> **THE INPUT**
_ _ _ _ _

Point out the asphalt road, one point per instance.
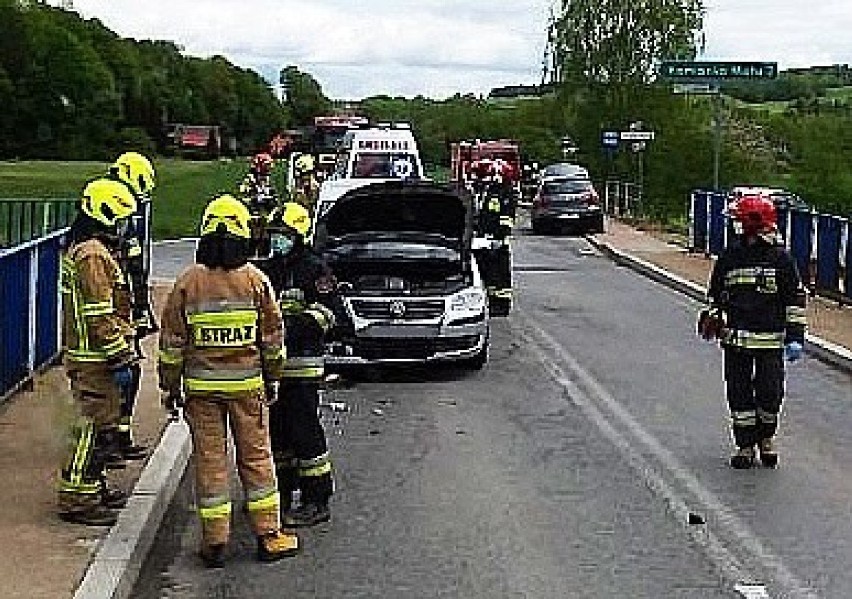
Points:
(571, 466)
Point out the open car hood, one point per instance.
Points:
(405, 209)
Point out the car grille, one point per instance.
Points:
(390, 309)
(392, 348)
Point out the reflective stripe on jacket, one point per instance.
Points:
(222, 332)
(96, 319)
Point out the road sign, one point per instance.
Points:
(609, 139)
(637, 135)
(682, 70)
(695, 89)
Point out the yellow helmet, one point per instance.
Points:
(135, 170)
(304, 164)
(226, 214)
(108, 201)
(292, 216)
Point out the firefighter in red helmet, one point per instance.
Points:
(757, 311)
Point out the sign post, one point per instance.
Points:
(708, 75)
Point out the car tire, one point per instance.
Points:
(499, 307)
(479, 361)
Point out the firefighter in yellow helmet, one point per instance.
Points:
(305, 289)
(99, 361)
(306, 188)
(220, 344)
(137, 172)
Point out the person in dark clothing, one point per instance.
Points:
(304, 287)
(757, 311)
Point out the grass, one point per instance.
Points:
(183, 187)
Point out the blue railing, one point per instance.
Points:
(29, 309)
(820, 243)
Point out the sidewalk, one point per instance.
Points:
(42, 557)
(826, 318)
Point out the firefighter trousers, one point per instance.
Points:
(299, 443)
(246, 416)
(754, 383)
(93, 436)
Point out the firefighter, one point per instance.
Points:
(220, 343)
(306, 184)
(757, 311)
(137, 172)
(304, 287)
(99, 360)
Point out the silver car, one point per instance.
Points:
(411, 290)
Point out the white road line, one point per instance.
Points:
(605, 412)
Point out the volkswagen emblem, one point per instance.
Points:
(397, 309)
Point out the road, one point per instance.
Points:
(571, 466)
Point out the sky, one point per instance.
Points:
(436, 48)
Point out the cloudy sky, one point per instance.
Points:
(436, 48)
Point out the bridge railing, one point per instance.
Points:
(820, 243)
(31, 237)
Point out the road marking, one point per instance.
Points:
(605, 412)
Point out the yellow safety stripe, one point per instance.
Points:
(82, 452)
(316, 470)
(273, 353)
(215, 512)
(751, 340)
(79, 488)
(231, 318)
(268, 503)
(796, 315)
(172, 357)
(767, 417)
(213, 385)
(97, 308)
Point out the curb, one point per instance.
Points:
(113, 571)
(825, 351)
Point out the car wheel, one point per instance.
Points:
(499, 306)
(479, 361)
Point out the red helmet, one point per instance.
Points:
(261, 163)
(756, 214)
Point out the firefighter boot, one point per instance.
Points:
(277, 545)
(114, 499)
(213, 556)
(96, 515)
(768, 453)
(743, 459)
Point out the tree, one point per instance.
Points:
(621, 41)
(304, 96)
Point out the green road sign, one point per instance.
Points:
(682, 71)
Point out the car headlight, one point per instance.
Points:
(472, 300)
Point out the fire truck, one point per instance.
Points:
(202, 141)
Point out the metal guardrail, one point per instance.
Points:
(30, 311)
(820, 243)
(26, 219)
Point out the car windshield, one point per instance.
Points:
(385, 165)
(571, 186)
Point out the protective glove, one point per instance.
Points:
(123, 378)
(793, 351)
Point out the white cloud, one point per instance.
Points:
(440, 47)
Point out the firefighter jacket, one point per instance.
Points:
(221, 333)
(305, 289)
(757, 287)
(96, 307)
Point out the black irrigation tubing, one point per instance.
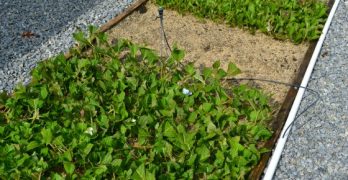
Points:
(316, 93)
(318, 97)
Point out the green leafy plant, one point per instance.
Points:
(121, 112)
(297, 20)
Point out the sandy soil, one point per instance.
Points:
(258, 56)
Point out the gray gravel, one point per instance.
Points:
(52, 22)
(317, 147)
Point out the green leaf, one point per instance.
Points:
(46, 136)
(101, 169)
(216, 64)
(169, 130)
(43, 92)
(190, 69)
(32, 145)
(108, 157)
(69, 167)
(254, 115)
(233, 70)
(139, 173)
(203, 152)
(87, 149)
(177, 54)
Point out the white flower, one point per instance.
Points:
(186, 92)
(89, 131)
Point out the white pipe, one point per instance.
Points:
(269, 172)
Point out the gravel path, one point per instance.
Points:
(317, 147)
(52, 22)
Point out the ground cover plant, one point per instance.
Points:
(297, 20)
(121, 112)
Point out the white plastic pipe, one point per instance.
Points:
(269, 172)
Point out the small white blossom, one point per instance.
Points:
(89, 131)
(186, 92)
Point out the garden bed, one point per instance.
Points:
(259, 56)
(83, 89)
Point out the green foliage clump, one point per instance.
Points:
(297, 20)
(119, 112)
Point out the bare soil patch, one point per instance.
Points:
(258, 55)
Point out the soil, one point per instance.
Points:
(257, 55)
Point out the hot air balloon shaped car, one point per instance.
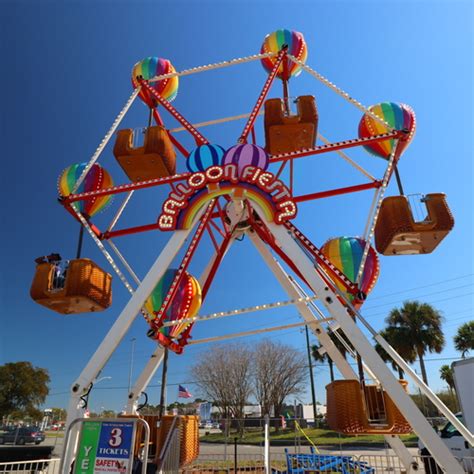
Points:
(155, 159)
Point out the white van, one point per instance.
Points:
(464, 383)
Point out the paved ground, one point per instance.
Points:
(242, 449)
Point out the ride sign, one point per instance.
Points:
(105, 446)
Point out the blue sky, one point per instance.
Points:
(66, 76)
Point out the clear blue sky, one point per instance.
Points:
(66, 74)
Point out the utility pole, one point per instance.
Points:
(163, 384)
(131, 364)
(311, 378)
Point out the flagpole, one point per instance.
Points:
(163, 384)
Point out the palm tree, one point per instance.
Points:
(407, 353)
(416, 327)
(446, 373)
(464, 338)
(318, 357)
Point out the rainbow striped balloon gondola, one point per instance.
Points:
(204, 156)
(96, 179)
(275, 41)
(185, 304)
(345, 253)
(246, 155)
(398, 116)
(151, 67)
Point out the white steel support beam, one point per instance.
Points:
(144, 379)
(326, 342)
(402, 400)
(157, 357)
(306, 313)
(124, 321)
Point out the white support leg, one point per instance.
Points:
(157, 357)
(341, 363)
(145, 377)
(405, 404)
(124, 321)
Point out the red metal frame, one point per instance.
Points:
(174, 141)
(157, 323)
(200, 140)
(261, 97)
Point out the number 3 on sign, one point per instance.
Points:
(115, 437)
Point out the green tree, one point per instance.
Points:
(464, 338)
(447, 374)
(58, 414)
(318, 357)
(22, 387)
(407, 353)
(416, 326)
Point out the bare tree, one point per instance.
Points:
(223, 375)
(280, 371)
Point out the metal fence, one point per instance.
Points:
(241, 463)
(45, 466)
(373, 464)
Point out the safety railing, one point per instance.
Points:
(228, 462)
(370, 463)
(44, 466)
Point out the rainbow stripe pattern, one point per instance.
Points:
(398, 116)
(246, 155)
(204, 156)
(185, 304)
(296, 47)
(96, 179)
(241, 190)
(345, 253)
(151, 67)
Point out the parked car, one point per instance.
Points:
(21, 435)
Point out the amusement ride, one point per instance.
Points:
(249, 189)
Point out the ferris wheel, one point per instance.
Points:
(249, 189)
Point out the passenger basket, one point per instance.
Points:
(349, 410)
(189, 437)
(397, 233)
(155, 159)
(287, 134)
(80, 287)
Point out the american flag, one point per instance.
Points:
(183, 393)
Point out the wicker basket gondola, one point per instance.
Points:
(286, 134)
(86, 287)
(397, 233)
(189, 437)
(155, 159)
(349, 413)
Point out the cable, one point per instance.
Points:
(423, 286)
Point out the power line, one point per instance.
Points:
(426, 294)
(423, 286)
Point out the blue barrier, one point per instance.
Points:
(316, 463)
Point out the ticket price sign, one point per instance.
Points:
(105, 447)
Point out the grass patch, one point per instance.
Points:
(317, 435)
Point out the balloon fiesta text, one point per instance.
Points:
(261, 187)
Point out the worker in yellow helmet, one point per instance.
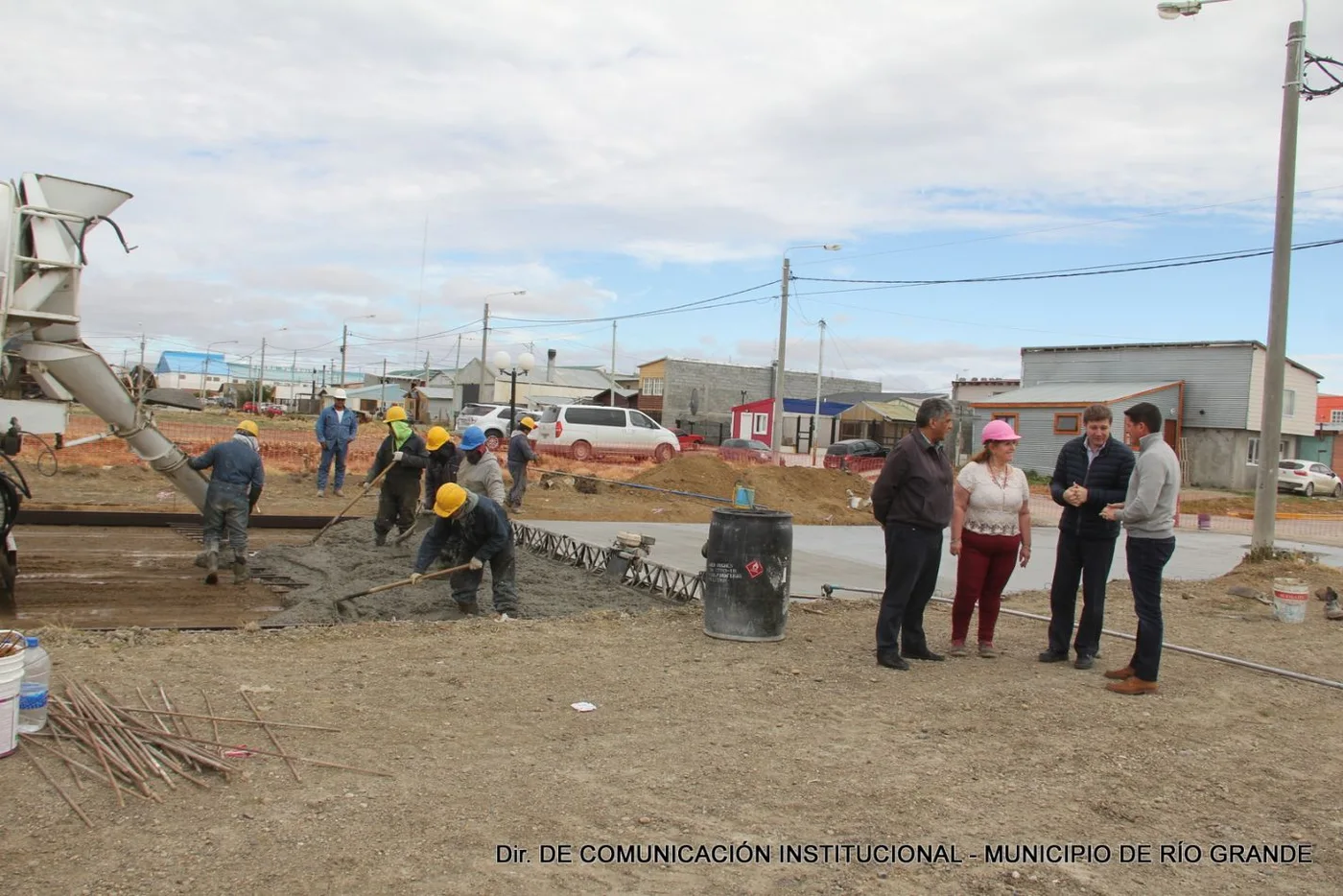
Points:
(470, 530)
(237, 477)
(520, 453)
(405, 452)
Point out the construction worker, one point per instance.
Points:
(520, 453)
(480, 472)
(470, 530)
(235, 483)
(403, 450)
(336, 429)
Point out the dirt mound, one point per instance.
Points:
(346, 562)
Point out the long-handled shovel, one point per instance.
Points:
(358, 497)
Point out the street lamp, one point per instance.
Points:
(344, 342)
(1275, 368)
(485, 340)
(205, 368)
(779, 376)
(524, 365)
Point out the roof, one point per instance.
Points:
(1073, 393)
(1233, 342)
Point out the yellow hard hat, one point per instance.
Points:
(449, 500)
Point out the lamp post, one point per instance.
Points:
(344, 342)
(205, 368)
(485, 339)
(779, 375)
(1275, 366)
(506, 365)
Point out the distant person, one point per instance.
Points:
(470, 530)
(1092, 472)
(990, 533)
(403, 450)
(520, 453)
(336, 429)
(912, 499)
(1148, 516)
(480, 469)
(237, 480)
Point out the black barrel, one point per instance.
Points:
(748, 562)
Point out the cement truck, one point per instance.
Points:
(46, 366)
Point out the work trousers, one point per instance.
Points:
(225, 512)
(398, 504)
(1147, 557)
(514, 495)
(329, 455)
(913, 556)
(982, 571)
(1087, 562)
(503, 578)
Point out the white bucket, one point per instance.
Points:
(1289, 600)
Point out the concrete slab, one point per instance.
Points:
(855, 555)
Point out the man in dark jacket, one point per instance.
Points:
(912, 499)
(1092, 472)
(519, 456)
(470, 529)
(235, 483)
(405, 452)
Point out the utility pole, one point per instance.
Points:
(779, 376)
(485, 342)
(1275, 368)
(821, 363)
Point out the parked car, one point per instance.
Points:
(1308, 479)
(587, 430)
(745, 450)
(839, 453)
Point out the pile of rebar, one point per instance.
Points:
(131, 750)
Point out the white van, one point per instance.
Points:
(587, 430)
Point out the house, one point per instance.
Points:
(1209, 392)
(680, 392)
(755, 420)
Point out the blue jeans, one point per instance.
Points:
(225, 509)
(324, 468)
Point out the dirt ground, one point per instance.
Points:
(705, 742)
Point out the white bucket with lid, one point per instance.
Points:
(1289, 600)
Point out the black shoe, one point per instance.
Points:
(929, 656)
(892, 661)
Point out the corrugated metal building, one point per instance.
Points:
(1217, 422)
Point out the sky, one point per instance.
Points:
(301, 165)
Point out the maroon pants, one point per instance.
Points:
(984, 564)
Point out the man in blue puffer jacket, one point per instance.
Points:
(1092, 472)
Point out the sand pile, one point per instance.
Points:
(346, 560)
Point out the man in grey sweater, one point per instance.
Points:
(1148, 515)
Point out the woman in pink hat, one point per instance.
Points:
(990, 533)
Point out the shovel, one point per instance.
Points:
(402, 583)
(358, 497)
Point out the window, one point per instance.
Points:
(1068, 423)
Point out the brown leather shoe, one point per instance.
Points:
(1132, 687)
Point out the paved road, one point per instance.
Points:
(853, 555)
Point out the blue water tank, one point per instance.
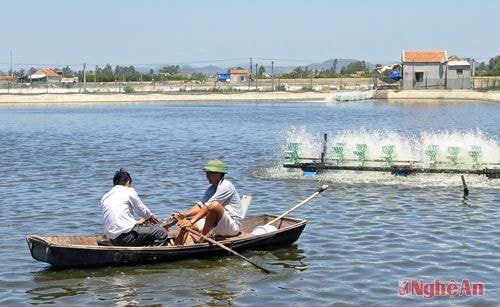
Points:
(395, 75)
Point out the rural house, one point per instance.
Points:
(433, 69)
(239, 75)
(45, 74)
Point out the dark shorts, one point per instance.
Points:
(142, 236)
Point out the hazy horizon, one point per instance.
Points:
(199, 33)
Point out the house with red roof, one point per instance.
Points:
(239, 75)
(47, 75)
(434, 69)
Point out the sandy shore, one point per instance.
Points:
(439, 94)
(49, 99)
(134, 98)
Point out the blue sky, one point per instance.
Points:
(46, 33)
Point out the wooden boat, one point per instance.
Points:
(87, 250)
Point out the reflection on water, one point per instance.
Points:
(364, 234)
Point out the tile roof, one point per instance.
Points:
(2, 78)
(424, 56)
(48, 72)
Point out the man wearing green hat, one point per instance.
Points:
(220, 208)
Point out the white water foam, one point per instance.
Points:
(407, 148)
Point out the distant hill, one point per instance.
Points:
(212, 69)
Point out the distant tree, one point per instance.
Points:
(355, 66)
(107, 70)
(494, 64)
(67, 72)
(171, 70)
(334, 66)
(261, 71)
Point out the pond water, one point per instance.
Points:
(366, 236)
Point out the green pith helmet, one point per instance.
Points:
(215, 166)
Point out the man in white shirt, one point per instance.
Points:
(120, 226)
(220, 208)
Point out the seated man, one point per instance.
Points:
(220, 208)
(120, 226)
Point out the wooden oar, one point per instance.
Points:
(228, 249)
(321, 189)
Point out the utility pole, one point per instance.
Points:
(272, 75)
(250, 76)
(11, 72)
(256, 72)
(84, 75)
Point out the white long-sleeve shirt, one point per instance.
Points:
(227, 195)
(118, 206)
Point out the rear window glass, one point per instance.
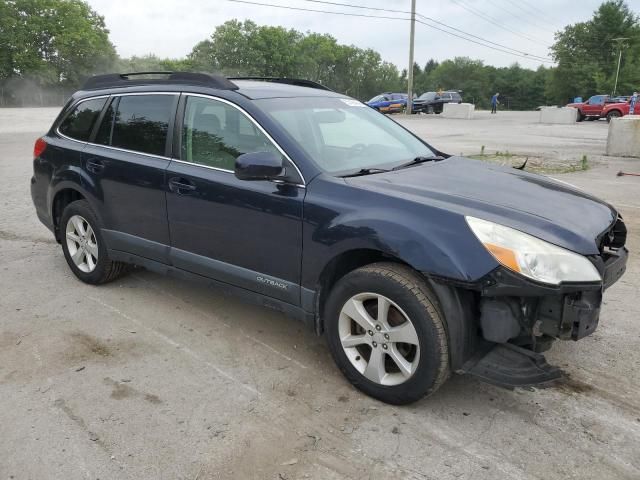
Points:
(141, 123)
(79, 123)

_ _ _ _ _

> **TASK**
Wherever the string "basket" occurs in the records above, copy that line.

> **FINISHED EXERCISE**
Point out the passenger basket, one point per instance.
Point out the wicker basket gondola, one point per instance.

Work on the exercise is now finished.